YOUR TASK —
The line containing "positive clicks: (1399, 1541)" marks the end, so write out exactly every line from the top of the entries below through that one.
----- TASK INPUT -----
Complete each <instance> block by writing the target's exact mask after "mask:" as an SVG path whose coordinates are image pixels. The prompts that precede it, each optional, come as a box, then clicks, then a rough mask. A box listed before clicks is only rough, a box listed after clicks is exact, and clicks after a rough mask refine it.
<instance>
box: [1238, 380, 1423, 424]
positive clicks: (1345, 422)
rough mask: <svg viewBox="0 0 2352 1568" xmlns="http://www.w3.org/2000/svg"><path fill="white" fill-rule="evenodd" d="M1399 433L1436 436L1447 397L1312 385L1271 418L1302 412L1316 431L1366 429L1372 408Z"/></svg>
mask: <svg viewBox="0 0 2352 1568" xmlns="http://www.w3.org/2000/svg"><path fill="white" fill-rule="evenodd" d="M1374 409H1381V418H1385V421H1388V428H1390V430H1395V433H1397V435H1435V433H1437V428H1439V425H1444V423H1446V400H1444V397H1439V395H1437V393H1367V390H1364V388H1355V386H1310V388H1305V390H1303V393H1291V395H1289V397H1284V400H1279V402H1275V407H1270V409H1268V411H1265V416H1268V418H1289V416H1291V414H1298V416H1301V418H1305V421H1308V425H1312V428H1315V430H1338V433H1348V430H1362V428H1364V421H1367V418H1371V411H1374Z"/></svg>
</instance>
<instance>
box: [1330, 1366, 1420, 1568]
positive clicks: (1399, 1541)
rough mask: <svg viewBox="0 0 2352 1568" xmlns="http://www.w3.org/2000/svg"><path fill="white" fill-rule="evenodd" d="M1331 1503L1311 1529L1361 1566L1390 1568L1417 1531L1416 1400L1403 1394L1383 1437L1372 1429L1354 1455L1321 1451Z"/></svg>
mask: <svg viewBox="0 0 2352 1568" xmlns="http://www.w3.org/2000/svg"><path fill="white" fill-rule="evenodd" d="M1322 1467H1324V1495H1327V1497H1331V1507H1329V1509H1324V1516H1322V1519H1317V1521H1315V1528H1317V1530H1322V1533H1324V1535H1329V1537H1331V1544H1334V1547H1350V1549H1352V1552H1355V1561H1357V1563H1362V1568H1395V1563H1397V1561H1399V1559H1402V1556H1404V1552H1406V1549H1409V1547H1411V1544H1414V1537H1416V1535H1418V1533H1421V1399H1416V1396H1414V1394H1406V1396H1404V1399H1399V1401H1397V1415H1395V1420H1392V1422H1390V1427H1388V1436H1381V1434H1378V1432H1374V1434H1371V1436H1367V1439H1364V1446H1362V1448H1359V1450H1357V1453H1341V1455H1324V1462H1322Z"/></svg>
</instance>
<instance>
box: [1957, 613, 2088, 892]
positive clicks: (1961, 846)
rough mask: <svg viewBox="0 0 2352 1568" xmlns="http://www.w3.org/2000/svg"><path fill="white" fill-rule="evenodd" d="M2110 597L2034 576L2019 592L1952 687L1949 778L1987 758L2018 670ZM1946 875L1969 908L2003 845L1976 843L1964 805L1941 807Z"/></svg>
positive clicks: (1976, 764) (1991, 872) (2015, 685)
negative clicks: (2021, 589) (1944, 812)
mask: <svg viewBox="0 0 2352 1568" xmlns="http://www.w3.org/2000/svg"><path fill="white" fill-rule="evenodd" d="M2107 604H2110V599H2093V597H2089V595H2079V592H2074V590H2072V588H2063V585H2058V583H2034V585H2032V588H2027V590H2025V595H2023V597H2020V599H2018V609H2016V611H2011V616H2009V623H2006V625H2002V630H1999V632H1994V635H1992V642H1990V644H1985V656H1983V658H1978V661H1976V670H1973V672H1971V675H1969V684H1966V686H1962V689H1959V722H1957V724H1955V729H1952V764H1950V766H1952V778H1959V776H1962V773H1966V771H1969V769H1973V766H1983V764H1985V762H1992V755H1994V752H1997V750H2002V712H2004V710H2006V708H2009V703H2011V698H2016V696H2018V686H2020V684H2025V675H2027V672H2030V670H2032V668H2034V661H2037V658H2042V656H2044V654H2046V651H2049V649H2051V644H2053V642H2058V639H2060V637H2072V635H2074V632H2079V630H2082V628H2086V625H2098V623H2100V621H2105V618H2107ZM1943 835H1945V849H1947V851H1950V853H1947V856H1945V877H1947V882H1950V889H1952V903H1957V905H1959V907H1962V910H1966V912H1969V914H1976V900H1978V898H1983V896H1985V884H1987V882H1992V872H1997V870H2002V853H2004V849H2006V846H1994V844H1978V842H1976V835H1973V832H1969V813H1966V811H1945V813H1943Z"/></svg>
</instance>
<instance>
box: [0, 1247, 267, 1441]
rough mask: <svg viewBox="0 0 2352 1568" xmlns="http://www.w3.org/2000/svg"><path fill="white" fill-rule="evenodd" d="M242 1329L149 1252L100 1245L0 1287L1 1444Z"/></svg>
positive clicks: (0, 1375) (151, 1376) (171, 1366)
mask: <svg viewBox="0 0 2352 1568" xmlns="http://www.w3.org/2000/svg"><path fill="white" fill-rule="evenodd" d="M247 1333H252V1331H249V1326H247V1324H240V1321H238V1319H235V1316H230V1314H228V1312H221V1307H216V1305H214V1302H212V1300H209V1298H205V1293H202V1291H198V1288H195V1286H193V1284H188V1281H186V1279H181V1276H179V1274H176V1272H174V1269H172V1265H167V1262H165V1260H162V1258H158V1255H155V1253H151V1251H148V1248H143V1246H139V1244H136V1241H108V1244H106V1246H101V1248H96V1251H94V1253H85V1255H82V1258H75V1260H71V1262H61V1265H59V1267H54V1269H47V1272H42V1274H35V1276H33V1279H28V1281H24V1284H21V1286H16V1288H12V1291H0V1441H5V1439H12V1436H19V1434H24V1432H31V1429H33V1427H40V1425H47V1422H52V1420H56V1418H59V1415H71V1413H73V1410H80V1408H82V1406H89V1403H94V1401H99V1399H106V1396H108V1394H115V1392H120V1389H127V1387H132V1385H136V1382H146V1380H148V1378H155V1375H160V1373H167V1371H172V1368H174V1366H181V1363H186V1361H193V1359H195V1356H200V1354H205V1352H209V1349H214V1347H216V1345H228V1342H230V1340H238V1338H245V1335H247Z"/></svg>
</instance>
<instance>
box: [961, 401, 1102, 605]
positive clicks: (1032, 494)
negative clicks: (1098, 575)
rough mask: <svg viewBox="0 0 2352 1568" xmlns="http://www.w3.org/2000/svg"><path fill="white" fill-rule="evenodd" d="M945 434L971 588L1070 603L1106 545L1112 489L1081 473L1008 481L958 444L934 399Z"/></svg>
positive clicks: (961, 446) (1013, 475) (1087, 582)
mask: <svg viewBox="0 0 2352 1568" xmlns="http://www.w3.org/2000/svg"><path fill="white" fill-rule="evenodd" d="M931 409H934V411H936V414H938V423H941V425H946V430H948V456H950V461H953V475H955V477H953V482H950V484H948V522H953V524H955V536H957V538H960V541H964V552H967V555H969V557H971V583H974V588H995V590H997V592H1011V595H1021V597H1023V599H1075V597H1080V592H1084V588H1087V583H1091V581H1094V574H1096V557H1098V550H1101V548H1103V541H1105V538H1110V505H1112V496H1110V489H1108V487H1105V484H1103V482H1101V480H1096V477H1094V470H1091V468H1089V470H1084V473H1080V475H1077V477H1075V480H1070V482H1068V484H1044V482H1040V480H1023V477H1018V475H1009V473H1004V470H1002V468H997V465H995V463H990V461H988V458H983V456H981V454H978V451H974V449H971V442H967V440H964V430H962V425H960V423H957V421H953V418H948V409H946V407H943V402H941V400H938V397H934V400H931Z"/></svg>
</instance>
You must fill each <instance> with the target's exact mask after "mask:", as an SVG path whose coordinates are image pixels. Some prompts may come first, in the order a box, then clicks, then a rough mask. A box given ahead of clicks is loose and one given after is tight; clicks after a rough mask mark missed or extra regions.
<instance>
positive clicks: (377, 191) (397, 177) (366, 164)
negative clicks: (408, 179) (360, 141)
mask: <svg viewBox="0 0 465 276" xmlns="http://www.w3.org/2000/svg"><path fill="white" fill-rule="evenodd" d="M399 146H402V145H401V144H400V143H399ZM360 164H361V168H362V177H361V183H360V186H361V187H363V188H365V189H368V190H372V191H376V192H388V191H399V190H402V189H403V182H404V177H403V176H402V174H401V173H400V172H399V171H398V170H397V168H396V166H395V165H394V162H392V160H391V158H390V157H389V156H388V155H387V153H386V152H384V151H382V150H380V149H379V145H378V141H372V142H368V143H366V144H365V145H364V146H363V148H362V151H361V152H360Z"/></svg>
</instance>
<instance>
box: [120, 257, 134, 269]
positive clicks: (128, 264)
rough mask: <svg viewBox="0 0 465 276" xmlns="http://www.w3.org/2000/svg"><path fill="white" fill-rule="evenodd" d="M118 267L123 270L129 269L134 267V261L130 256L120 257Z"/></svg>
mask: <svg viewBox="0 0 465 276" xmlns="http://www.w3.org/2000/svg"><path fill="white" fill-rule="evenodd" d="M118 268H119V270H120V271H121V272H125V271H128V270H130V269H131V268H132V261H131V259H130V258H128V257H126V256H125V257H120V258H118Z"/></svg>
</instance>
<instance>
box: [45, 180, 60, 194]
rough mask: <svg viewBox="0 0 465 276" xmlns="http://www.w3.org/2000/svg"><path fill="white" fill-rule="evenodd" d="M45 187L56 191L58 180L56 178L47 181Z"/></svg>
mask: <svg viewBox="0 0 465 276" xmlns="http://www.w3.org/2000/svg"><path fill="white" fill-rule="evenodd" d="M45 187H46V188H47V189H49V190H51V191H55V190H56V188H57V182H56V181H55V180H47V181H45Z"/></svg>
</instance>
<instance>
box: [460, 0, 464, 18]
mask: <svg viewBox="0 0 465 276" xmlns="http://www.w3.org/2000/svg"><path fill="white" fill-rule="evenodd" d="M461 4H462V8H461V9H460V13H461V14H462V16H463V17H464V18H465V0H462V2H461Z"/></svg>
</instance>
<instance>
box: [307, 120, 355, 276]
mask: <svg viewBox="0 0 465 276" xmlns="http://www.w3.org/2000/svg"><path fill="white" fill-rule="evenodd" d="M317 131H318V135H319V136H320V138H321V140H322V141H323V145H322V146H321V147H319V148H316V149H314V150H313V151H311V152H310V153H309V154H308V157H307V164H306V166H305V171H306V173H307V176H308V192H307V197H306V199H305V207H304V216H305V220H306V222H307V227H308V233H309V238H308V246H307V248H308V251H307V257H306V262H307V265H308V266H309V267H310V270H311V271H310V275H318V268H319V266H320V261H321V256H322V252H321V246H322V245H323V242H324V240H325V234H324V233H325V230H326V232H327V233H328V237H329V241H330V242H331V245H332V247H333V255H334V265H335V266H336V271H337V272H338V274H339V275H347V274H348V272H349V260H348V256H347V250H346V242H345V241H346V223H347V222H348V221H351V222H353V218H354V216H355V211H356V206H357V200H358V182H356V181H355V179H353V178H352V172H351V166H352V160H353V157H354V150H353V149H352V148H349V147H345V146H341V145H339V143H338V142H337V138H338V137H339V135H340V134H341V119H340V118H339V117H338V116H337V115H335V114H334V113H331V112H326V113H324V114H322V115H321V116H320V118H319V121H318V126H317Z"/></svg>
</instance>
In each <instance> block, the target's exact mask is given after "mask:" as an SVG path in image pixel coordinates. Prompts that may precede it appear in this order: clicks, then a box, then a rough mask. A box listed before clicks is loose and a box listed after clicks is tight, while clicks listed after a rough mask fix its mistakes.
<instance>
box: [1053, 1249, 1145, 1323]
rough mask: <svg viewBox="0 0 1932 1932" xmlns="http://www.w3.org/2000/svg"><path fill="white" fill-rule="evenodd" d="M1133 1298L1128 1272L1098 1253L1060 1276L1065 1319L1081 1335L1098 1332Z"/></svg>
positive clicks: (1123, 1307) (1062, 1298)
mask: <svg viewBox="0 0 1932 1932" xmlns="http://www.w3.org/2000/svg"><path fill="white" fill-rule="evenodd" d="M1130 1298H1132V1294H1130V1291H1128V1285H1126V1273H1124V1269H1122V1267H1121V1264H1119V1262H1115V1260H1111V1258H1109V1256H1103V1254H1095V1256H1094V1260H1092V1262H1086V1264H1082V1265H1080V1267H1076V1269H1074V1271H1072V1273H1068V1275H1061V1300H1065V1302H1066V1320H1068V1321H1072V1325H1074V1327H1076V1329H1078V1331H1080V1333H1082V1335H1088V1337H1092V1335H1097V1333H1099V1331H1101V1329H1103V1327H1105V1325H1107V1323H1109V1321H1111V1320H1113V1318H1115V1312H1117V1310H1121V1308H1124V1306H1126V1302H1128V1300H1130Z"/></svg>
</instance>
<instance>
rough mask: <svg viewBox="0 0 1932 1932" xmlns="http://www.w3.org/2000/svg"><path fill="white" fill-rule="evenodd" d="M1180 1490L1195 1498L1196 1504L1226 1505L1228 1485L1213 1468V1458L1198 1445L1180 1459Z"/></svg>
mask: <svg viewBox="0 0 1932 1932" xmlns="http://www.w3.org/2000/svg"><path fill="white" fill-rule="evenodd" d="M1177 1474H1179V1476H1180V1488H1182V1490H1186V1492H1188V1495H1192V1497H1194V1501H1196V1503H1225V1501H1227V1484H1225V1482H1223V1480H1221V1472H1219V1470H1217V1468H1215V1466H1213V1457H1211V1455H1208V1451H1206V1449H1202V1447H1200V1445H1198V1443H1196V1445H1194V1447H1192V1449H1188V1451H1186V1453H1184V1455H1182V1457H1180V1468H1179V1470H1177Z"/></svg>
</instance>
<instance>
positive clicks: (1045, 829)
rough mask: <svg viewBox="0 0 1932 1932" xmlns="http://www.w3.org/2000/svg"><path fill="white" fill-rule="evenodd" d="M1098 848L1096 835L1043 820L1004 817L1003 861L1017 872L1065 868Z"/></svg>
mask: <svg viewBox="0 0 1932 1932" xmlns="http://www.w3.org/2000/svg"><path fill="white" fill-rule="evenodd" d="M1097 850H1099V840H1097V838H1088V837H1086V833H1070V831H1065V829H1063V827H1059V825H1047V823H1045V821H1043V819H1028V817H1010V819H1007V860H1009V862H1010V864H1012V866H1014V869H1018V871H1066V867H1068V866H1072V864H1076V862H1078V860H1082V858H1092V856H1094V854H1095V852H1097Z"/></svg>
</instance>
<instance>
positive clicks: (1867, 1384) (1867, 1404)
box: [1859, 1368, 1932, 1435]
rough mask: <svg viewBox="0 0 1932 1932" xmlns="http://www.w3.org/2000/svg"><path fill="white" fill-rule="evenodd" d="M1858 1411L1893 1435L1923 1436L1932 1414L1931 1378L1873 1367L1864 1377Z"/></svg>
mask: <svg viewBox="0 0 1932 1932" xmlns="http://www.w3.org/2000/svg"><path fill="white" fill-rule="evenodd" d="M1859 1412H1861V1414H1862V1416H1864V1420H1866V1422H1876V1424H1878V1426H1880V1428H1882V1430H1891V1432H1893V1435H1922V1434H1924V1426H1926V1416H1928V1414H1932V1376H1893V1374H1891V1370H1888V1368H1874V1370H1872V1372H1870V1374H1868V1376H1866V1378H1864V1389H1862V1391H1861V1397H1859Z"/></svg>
-----
OUTPUT OF THE EXERCISE —
Complete each <instance> block by writing the target's exact mask after "mask:" as an SVG path whose coordinates are image pixels. The prompts that precede it, each optional, come as a box, then clicks, then a rough mask. A box listed before clicks is only rough, a box listed after clicks is exact, and clicks after a rough mask refine it.
<instance>
box: [1238, 380, 1423, 424]
positive clicks: (1345, 422)
rough mask: <svg viewBox="0 0 2352 1568" xmlns="http://www.w3.org/2000/svg"><path fill="white" fill-rule="evenodd" d="M1399 433L1436 436L1447 397L1312 385L1271 418L1302 412L1316 431L1366 429L1372 408Z"/></svg>
mask: <svg viewBox="0 0 2352 1568" xmlns="http://www.w3.org/2000/svg"><path fill="white" fill-rule="evenodd" d="M1374 409H1381V418H1385V421H1388V428H1390V430H1395V433H1397V435H1435V433H1437V428H1439V425H1444V423H1446V400H1444V397H1439V395H1437V393H1367V390H1364V388H1355V386H1310V388H1305V390H1303V393H1291V395H1289V397H1284V400H1279V402H1275V407H1270V409H1268V411H1265V416H1268V418H1289V416H1291V414H1298V416H1301V418H1305V421H1308V425H1312V428H1315V430H1338V433H1348V430H1362V428H1364V421H1367V418H1371V411H1374Z"/></svg>
</instance>
<instance>
box: [1330, 1366, 1420, 1568]
positive clicks: (1399, 1541)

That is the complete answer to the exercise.